What is being asked – The response must contain every line from the records below that has "ceiling".

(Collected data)
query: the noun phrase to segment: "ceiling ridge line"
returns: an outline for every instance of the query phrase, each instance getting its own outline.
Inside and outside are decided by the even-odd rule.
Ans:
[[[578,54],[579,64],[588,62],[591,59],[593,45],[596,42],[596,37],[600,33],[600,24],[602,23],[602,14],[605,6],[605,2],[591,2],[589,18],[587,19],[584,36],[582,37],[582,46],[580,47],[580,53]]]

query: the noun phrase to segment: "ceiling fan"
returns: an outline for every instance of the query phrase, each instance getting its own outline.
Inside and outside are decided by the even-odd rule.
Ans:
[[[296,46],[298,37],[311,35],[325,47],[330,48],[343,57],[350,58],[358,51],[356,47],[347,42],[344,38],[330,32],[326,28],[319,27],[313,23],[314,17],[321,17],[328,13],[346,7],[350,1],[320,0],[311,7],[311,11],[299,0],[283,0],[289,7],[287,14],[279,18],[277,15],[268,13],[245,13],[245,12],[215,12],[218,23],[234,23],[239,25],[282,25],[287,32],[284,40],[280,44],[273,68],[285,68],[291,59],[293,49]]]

Exercise response –
query: the noun phrase to segment: "ceiling ridge line"
query: the noun phrase to segment: "ceiling fan"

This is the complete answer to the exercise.